● **What the task requires**
Give back, word for word, the lines in the listing below from the one holding "it: point(342, 479)." down to the one holding "Target: short black hair", both ends included.

● **The records**
___

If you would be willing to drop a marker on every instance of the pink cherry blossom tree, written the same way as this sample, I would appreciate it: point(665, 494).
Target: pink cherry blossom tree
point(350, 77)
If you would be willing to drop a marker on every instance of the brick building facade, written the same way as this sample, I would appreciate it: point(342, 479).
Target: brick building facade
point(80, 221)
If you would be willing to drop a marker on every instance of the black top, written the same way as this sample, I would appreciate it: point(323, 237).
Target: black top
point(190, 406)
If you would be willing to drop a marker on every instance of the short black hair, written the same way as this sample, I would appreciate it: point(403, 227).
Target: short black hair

___

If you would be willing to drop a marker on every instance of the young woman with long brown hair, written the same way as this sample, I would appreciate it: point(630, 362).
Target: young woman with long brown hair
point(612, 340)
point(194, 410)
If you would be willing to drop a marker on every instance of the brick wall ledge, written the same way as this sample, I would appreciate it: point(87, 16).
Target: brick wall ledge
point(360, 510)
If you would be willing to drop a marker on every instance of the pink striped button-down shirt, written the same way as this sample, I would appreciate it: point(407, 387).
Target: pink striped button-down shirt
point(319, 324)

___

● **Answer for this exercise**
If you would be willing to drop a marker on every instance of the brick building facade, written the same way as this sample, I would appreciate it: point(342, 479).
Target: brick building facade
point(80, 221)
If you would be willing to drop a marker on every instance of the black top, written the same way as this sample, I would appreciate it: point(323, 237).
Target: black top
point(190, 406)
If you would be willing to drop a marker on every instance of the short black hair, written the same way as this sample, I would appreciate it: point(403, 227).
Target: short black hair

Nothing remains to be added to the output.